TU TAREA | Vuelve a escribir sin cambios la parte del fragmento sobre los estados de ánimo y el tiempo, comenzando en "Ha sido esta" y terminando en "entre los árboles.".

FRAGMENTO DEL DOCUMENTO |

Dos estados de ánimo relacionados con el tiempo

"Todo esto, combinado con el agobiante calor de la ciudad en verano, me había dejado reducido a un estado de inercia nerviosa".

"Se quedó encorvado y silencioso, como si estuviera escuchando la canción de aquel antiguo verano. Llevé la cuenta de los dos a la caja. Mientras yo pagaba, se me acercó. Salimos juntos y nos fuimos andando hacia Park Avenue. Era una noche fría, ventosa; la brisa agitaba sonoramente los fláccidos toldos".

Truman Capote, Desayuno en Tiffany's

martes, mayo 05, 2009

Not ready to love

Ha sido esta mañana, al subir la persiana para que entrara la luz.
La calle, a veces, cuando es temprano, está así... sólo se escucha el piar de algún pájaro entre los árboles.

DATOS EN BRUTO |
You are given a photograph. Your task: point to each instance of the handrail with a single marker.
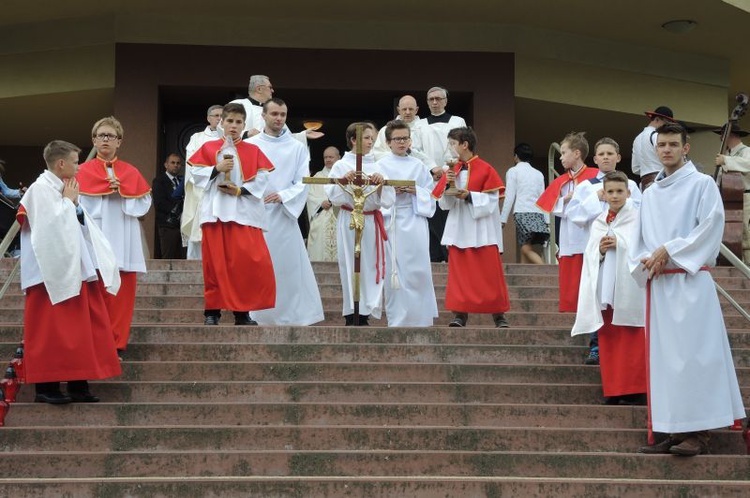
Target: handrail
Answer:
(4, 245)
(731, 300)
(8, 239)
(554, 149)
(735, 261)
(743, 268)
(11, 276)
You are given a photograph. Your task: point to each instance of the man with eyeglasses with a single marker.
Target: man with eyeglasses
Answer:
(116, 194)
(191, 230)
(440, 122)
(260, 90)
(407, 112)
(168, 190)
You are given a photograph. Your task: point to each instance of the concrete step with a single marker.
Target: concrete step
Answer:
(532, 465)
(374, 487)
(386, 353)
(199, 391)
(418, 439)
(465, 486)
(330, 414)
(536, 303)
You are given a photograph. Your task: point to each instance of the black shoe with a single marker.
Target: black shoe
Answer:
(82, 397)
(592, 358)
(53, 398)
(500, 321)
(244, 320)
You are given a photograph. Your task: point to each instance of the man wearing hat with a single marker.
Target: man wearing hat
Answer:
(645, 163)
(737, 158)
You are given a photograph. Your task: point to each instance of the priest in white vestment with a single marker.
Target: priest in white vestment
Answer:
(692, 379)
(297, 296)
(409, 291)
(116, 195)
(372, 262)
(322, 214)
(67, 331)
(191, 229)
(260, 90)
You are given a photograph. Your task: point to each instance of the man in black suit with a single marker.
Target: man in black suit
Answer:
(167, 192)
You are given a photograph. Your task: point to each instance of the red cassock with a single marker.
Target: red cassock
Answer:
(623, 358)
(94, 181)
(569, 267)
(70, 340)
(237, 268)
(476, 281)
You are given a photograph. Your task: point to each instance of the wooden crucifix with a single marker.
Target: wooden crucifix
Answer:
(357, 188)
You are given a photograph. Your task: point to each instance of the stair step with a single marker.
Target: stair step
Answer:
(340, 392)
(332, 414)
(373, 487)
(417, 439)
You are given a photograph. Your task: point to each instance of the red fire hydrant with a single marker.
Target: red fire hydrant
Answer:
(4, 407)
(18, 365)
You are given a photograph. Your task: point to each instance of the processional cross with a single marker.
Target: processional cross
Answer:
(357, 188)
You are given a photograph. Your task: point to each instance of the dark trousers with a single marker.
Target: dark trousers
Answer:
(436, 225)
(170, 243)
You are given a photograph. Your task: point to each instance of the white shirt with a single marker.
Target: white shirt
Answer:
(523, 186)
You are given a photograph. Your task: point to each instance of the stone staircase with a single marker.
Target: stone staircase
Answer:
(341, 411)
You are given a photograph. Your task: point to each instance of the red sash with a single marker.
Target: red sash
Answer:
(93, 178)
(649, 424)
(547, 200)
(482, 177)
(250, 157)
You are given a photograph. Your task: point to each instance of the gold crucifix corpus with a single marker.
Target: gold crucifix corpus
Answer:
(356, 186)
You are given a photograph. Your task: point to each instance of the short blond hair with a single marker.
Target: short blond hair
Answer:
(576, 140)
(58, 149)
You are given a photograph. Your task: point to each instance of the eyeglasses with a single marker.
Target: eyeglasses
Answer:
(105, 136)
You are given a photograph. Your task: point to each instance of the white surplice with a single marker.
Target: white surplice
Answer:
(118, 219)
(475, 223)
(438, 149)
(297, 296)
(370, 291)
(409, 291)
(189, 226)
(693, 383)
(321, 239)
(254, 120)
(247, 210)
(53, 234)
(608, 282)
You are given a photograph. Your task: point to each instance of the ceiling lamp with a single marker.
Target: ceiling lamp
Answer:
(680, 26)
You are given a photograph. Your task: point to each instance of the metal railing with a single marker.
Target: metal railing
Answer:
(549, 253)
(4, 245)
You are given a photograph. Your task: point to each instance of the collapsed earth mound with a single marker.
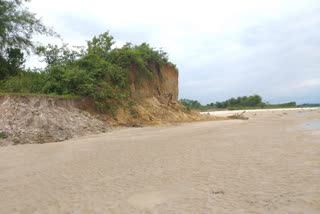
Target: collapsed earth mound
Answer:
(40, 119)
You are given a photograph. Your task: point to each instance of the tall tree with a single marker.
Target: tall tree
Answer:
(17, 27)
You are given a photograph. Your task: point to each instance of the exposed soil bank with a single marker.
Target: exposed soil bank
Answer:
(42, 119)
(267, 164)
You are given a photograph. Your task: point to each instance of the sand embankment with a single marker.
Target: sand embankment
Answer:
(267, 164)
(232, 112)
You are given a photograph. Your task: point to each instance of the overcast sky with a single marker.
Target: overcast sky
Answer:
(222, 48)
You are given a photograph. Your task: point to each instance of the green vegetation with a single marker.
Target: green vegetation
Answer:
(17, 27)
(3, 135)
(239, 116)
(98, 71)
(245, 102)
(310, 105)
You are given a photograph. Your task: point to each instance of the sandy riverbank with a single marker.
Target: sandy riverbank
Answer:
(268, 164)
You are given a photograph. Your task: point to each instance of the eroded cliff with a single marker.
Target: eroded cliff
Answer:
(40, 119)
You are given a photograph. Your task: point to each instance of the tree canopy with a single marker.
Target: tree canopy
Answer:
(17, 28)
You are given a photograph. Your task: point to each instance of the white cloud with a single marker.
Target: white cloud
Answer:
(232, 47)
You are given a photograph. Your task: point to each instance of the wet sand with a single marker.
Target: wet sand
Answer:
(268, 164)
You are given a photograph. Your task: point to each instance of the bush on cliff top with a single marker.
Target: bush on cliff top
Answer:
(98, 72)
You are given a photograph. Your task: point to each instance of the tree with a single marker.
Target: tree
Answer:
(17, 27)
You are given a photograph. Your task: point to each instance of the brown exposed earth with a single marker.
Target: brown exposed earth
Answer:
(42, 119)
(267, 164)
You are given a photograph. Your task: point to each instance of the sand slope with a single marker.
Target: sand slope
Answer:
(268, 164)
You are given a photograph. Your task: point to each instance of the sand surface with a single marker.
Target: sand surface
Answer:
(268, 164)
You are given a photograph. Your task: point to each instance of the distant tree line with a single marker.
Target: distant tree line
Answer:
(245, 102)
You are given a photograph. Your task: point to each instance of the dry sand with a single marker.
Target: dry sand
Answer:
(268, 164)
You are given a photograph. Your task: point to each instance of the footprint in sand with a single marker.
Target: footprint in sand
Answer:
(150, 199)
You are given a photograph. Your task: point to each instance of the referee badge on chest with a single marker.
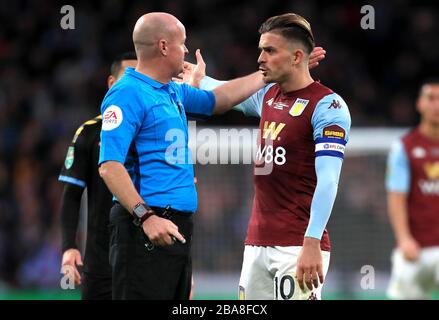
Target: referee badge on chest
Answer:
(298, 107)
(70, 158)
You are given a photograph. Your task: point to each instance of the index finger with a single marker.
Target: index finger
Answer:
(320, 273)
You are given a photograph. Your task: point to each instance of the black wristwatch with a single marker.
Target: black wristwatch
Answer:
(141, 212)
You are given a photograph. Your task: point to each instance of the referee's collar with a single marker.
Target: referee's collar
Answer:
(154, 83)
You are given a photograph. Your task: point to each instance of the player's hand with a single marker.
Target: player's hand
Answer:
(161, 231)
(193, 73)
(309, 264)
(410, 249)
(70, 259)
(316, 55)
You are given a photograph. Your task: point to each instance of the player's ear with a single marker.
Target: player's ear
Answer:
(298, 56)
(110, 81)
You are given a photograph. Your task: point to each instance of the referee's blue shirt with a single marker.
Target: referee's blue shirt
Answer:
(144, 127)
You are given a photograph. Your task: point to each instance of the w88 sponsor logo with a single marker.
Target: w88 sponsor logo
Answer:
(269, 154)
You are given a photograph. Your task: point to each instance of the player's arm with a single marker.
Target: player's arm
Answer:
(116, 138)
(73, 175)
(397, 185)
(331, 129)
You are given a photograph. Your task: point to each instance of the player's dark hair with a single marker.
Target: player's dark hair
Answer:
(117, 62)
(291, 26)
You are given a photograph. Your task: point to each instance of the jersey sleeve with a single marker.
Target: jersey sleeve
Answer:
(328, 171)
(398, 169)
(122, 117)
(196, 102)
(252, 106)
(331, 124)
(74, 170)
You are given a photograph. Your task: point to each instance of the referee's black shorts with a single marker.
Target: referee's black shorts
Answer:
(140, 271)
(96, 287)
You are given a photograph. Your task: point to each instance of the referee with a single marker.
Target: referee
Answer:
(80, 171)
(144, 127)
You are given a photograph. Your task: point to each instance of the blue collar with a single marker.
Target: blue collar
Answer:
(131, 71)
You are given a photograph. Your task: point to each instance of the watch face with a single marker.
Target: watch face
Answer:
(139, 211)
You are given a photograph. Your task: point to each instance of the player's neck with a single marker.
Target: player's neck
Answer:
(430, 130)
(296, 82)
(151, 71)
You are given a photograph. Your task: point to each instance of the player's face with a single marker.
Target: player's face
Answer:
(428, 103)
(276, 58)
(177, 49)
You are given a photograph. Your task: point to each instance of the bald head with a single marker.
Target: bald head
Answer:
(153, 27)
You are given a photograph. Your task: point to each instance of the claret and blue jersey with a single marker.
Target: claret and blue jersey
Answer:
(144, 127)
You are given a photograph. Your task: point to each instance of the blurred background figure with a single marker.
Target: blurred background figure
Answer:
(413, 200)
(80, 171)
(52, 79)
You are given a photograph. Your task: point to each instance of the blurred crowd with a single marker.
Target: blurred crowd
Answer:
(52, 80)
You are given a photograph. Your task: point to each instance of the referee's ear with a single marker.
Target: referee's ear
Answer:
(110, 81)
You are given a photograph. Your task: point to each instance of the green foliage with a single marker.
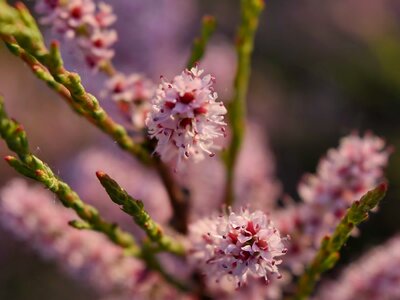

SOLUCIÓN DEL EJERCICIO |
Ha sido esta mañana, al subir la persiana para que entrara la luz.
La calle, a veces, cuando es temprano, está así... sólo se escucha el piar de algún pájaro entre los árboles.